[Start]

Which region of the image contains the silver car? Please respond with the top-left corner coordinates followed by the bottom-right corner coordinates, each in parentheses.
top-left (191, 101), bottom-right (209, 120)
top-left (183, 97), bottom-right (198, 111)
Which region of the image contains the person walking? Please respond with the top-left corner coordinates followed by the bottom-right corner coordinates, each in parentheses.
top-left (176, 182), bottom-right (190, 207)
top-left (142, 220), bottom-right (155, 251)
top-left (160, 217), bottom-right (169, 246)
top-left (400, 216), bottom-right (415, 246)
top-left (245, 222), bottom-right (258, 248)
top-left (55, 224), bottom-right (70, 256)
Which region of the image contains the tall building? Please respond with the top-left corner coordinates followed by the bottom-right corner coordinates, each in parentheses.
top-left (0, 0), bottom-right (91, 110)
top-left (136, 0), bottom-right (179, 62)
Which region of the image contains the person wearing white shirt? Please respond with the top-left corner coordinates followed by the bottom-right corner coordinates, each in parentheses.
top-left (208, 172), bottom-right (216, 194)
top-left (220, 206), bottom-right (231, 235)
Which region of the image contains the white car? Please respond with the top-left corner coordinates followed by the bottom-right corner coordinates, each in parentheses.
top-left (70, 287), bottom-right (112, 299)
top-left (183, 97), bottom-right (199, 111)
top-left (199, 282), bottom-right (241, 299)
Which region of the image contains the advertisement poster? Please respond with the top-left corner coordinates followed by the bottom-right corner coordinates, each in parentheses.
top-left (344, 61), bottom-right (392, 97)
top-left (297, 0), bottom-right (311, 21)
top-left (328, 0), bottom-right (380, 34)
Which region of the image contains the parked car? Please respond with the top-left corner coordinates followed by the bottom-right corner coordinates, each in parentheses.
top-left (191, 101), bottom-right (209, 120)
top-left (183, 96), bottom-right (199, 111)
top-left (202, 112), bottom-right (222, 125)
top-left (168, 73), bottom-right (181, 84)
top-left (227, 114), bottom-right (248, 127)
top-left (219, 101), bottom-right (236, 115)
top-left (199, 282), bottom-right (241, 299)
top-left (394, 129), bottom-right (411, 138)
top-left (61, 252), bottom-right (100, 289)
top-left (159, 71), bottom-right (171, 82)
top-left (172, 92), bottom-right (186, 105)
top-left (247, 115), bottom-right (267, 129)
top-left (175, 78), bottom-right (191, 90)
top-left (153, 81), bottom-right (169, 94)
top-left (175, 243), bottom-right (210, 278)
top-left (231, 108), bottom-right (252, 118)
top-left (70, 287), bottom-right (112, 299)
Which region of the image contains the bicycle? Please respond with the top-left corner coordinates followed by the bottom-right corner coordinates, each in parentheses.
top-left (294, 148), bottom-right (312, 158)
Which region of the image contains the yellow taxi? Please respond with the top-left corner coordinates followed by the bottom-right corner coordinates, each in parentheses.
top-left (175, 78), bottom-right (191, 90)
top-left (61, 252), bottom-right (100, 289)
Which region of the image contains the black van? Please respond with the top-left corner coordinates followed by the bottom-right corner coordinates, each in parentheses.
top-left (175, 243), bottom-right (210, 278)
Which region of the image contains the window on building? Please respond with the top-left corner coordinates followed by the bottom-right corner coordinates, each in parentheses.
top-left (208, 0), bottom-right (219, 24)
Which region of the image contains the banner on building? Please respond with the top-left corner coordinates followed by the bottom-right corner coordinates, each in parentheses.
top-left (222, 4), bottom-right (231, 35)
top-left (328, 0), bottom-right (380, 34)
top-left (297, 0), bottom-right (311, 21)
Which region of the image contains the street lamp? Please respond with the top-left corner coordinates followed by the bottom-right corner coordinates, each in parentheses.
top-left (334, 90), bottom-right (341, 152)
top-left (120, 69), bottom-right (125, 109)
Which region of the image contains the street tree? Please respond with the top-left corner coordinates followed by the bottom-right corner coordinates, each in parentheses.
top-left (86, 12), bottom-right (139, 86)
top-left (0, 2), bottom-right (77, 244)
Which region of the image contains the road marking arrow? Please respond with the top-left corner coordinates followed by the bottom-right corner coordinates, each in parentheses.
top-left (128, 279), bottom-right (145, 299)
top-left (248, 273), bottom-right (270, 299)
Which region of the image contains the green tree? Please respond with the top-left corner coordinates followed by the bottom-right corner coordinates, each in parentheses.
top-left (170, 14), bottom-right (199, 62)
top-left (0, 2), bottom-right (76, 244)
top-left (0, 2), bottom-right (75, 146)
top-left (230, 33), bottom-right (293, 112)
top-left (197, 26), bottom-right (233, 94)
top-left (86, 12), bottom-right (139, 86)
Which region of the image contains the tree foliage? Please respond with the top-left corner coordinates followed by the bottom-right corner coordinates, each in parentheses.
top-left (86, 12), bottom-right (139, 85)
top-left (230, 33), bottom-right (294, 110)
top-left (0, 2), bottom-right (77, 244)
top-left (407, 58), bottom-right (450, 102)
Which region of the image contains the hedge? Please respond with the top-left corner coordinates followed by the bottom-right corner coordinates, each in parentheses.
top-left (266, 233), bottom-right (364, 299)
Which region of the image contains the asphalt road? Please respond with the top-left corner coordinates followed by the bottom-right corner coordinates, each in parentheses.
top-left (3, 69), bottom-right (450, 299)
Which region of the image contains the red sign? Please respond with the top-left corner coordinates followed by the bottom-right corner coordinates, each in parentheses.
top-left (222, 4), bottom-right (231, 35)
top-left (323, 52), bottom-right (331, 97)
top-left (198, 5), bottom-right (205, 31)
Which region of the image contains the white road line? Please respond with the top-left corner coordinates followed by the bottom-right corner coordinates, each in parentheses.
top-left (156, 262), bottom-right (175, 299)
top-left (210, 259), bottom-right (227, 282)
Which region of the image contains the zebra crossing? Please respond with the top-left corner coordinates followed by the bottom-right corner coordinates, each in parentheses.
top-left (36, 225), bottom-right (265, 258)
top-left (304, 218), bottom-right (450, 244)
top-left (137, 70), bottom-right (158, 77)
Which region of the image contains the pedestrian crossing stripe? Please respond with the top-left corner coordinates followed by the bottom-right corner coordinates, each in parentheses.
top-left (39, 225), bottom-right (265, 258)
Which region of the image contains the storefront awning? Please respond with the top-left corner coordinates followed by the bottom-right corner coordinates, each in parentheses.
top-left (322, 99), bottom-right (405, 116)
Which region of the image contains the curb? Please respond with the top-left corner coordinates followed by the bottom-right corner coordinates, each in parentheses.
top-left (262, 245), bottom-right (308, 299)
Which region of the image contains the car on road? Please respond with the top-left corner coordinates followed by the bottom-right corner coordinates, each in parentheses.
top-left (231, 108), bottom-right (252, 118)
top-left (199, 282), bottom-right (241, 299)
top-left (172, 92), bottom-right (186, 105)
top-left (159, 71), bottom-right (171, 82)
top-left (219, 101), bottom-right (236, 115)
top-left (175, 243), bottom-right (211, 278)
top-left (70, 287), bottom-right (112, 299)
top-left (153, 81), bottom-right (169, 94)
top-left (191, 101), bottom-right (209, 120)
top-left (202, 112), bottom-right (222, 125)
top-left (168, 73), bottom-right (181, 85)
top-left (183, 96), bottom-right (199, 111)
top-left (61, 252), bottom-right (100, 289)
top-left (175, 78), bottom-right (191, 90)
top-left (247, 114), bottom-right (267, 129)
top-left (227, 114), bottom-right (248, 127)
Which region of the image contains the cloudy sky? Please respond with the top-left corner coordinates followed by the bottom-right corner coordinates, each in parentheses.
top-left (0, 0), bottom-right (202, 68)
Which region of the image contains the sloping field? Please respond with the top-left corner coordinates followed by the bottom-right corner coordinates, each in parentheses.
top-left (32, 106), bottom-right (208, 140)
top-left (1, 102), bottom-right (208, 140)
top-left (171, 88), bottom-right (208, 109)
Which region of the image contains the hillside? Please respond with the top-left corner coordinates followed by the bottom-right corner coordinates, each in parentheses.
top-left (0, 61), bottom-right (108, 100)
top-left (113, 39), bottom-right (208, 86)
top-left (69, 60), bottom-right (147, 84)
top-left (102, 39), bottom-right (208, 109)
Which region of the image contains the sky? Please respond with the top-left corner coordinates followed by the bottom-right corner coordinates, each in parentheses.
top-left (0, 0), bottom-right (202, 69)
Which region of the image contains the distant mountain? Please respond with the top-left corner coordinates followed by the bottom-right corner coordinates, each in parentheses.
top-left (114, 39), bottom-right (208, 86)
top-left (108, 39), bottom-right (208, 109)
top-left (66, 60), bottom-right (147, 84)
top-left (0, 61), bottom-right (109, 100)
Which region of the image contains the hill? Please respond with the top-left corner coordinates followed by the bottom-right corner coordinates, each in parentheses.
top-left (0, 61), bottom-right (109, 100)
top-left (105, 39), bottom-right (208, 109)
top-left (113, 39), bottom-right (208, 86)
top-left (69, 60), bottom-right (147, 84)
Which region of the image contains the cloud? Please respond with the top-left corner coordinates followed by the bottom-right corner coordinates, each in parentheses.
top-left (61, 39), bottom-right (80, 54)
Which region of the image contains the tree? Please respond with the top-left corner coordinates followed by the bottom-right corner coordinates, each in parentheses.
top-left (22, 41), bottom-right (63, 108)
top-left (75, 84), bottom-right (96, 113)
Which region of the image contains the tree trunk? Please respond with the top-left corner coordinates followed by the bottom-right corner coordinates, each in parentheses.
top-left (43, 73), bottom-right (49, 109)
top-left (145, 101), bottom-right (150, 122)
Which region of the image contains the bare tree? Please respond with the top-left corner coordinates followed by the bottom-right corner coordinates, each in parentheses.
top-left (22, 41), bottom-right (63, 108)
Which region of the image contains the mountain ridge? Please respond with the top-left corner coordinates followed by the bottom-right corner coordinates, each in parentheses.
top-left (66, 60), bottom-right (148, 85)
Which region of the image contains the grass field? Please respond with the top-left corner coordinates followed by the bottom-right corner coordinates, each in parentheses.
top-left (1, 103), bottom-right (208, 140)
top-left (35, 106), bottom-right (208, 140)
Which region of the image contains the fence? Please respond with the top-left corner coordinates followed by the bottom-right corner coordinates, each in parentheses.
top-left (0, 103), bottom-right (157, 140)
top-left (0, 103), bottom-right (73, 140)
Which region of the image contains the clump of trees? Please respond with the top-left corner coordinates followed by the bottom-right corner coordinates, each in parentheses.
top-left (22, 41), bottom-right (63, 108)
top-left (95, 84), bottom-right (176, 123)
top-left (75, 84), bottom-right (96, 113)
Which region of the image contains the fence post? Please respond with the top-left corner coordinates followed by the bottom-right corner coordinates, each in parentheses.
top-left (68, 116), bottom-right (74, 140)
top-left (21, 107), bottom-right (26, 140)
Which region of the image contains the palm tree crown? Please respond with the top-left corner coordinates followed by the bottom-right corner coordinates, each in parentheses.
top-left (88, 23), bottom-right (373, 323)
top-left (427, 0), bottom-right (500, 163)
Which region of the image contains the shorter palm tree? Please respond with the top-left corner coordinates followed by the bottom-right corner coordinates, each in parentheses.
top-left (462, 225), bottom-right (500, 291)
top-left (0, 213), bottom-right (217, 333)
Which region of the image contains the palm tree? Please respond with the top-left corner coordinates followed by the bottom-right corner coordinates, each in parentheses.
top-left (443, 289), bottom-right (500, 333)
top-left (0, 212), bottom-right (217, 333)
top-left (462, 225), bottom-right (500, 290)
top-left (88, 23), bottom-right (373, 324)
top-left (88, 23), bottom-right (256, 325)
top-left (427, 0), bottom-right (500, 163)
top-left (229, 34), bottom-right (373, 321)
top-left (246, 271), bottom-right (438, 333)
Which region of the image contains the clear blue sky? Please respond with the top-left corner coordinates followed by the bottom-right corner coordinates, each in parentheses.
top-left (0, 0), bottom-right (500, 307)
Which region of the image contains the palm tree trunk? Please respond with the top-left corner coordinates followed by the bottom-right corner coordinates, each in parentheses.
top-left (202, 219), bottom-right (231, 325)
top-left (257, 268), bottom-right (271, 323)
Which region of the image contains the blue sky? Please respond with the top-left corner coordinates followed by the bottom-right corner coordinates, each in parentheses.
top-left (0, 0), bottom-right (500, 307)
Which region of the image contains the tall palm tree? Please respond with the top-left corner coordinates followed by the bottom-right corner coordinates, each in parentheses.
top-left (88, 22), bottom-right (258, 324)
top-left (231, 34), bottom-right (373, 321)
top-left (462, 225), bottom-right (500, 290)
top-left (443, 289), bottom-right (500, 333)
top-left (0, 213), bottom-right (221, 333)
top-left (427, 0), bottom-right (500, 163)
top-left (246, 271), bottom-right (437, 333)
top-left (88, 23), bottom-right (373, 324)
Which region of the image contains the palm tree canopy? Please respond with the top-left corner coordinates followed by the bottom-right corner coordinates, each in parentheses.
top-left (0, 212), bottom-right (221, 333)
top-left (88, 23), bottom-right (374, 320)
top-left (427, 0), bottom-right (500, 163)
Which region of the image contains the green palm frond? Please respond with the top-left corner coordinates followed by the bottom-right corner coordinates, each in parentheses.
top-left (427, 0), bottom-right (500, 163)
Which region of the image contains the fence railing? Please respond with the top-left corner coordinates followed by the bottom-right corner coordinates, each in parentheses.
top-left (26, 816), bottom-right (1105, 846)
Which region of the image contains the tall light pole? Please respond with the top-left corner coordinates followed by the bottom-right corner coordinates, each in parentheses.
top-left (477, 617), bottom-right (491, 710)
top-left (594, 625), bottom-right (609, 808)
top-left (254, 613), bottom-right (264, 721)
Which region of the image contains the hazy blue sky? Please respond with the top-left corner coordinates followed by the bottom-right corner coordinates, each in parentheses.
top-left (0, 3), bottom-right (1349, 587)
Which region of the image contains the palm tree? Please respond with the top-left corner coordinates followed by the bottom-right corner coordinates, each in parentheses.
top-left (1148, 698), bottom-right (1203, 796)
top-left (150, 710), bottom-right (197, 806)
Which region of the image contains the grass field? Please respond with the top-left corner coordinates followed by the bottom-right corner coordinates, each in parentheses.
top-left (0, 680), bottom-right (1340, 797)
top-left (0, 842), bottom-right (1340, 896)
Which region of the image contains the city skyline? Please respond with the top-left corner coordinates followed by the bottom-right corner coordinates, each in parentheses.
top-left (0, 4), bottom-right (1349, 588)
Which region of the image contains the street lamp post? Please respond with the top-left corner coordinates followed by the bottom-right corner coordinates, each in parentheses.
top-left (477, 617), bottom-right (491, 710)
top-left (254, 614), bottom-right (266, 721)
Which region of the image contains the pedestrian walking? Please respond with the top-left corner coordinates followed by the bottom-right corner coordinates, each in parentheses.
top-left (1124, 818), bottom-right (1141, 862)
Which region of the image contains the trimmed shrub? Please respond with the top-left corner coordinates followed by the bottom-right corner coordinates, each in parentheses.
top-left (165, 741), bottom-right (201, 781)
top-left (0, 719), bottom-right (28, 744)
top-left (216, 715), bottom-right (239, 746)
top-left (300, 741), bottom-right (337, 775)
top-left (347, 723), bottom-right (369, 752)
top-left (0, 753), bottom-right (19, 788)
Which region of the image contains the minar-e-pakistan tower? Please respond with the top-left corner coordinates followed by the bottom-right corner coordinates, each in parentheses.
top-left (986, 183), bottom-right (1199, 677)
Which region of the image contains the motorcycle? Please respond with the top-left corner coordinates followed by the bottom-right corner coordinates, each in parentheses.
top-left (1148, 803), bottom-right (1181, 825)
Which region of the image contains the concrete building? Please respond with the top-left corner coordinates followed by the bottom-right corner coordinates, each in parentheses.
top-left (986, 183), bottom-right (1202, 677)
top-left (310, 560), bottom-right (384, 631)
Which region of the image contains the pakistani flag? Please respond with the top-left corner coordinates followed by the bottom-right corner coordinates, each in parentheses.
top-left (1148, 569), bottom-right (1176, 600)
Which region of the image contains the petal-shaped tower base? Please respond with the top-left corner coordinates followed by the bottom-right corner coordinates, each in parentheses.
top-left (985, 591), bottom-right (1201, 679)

[End]

Task statement — Count the lines in the records above that contain the word "bare", matching case exactly, and reply with the number alone.

Final result — 1